#### TO DO
**1)** According to the article on Nigeria's exchange-control audit, what penalty did Stanbic receive in 2015?
**2)** Summarize the article on Nigeria's exchange-control audit in two sentences.
**3)** Rewrite the article on Nigeria's exchange-control audit between "See: The PIC" and "shareholders be withdrawn.", inclusive, substituting "Standard Bank's Nigerian subsidiary" for "Stanbic".

• The Nigerian government is investigating possible exchange violations by MTN, Business Day reported on Friday.
  • A confidential audit report commissioned by the Nigerian Attorney General names Standard Bank among the alleged culprits.
  • It is one of several global banking groups who allegedly breached Nigeria's foreign exchange regulations – repeatedly.

An audit report of into foreign companies' compliance with exchange controls in Nigeria names Standard Bank as a possible violator.

Standard Bank was named alongside Standard Chartered and Citigroup as having failed to properly report on foreign currency flows.

The report recommends that other banks – but not Standard – should be made to “refund and return” billions of dollars according to Finance Uncovered and amaBhungane.

See: The PIC took a R1.8 billion hit after it bought Cyril Ramaphosa's company out of MTN Nigeria
The report was commissioned by Nigeria's Attorney General.

It alleges that Stanbic (a 53.25%-held subsidiary of Standard Bank), may have failed to declare almost $950-million (R11.32 billion) in capital inflows to Nigeria.

It recommends that Standard's future right to use such declarations to repatriate dividends for MTN shareholders be withdrawn.

Read the full amaBhungane article: Nigerian bank investigation could embroil MTN, Ramaphosa

The report’s demands for “required enforcement actions” were delivered to the attorney general and the central bank last October but almost five months later there are concerns nothing has been done. A whistleblower, angry at the perceived inaction of Nigeria’s authorities, showed a copy of the report to Finance Uncovered.

Neither MTN nor Standard are new to wrestling with Nigerian authorities. Stanbic was slapped with a $5 million fine back in 2015 for alleged accounting malpractices. Nigeria's telecommunication’s regulator imposed a $5.2 billion fine on Johannesburg-based MTN Group Ltd. for failing to disconnect Nigerian customers' unregistered sim cards.

According to a Business Day report, the spokesman for Standard Bank’s Nigerian subsidiary said it had received no “formal communication” from the Nigerian government about the investigation and therefore could not comment.

#### EXTRACTED RECORDS
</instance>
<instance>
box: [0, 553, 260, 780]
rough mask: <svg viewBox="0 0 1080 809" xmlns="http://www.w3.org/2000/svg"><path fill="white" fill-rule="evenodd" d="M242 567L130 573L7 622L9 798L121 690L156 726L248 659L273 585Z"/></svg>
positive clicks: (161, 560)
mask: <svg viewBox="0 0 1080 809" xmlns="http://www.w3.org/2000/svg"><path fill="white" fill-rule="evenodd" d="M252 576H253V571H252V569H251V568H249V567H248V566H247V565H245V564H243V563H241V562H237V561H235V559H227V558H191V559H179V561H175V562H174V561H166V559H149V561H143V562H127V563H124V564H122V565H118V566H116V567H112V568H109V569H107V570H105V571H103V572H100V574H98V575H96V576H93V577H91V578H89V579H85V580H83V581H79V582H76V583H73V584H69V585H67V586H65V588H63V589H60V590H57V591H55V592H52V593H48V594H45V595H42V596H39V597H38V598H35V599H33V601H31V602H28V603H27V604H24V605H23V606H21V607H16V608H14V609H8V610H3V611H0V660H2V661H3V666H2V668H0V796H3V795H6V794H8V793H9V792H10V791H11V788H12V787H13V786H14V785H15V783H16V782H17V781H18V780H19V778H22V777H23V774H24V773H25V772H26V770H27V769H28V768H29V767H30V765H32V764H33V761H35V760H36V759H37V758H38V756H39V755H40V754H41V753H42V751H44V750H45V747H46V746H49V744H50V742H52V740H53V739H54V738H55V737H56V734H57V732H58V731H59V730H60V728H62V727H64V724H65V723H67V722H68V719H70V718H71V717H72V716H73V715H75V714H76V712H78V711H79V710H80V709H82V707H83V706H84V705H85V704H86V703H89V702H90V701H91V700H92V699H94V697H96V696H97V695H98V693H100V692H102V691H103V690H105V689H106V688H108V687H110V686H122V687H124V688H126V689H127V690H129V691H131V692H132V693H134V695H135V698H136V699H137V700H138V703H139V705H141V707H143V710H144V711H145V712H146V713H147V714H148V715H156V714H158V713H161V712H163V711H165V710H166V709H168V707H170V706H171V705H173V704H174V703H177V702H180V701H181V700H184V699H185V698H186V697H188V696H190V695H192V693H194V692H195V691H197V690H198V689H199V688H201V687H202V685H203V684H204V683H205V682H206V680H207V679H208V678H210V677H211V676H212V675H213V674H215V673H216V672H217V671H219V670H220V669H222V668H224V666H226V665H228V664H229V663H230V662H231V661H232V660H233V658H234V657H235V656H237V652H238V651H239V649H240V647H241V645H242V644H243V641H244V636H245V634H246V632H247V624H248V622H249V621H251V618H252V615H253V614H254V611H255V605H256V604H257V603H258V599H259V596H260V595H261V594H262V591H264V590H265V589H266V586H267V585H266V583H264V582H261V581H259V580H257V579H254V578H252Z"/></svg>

#### YOUR WRITTEN ANSWERS
**1)** Stanbic was fined $5 million in 2015 for alleged accounting malpractices.

**2)** An audit report commissioned by Nigeria's Attorney General names Standard Bank, along with Standard Chartered and Citigroup, as having failed to properly report on foreign currency flows. It alleges that Standard Bank's subsidiary Stanbic may have failed to declare almost $950 million in capital inflows, and it recommends withdrawing Standard's future right to use such declarations to repatriate dividends for MTN shareholders.

**3)**
See: The PIC took a R1.8 billion hit after it bought Cyril Ramaphosa's company out of MTN Nigeria
The report was commissioned by Nigeria's Attorney General.

It alleges that Standard Bank's Nigerian subsidiary (a 53.25%-held subsidiary of Standard Bank), may have failed to declare almost $950-million (R11.32 billion) in capital inflows to Nigeria.

It recommends that Standard's future right to use such declarations to repatriate dividends for MTN shareholders be withdrawn.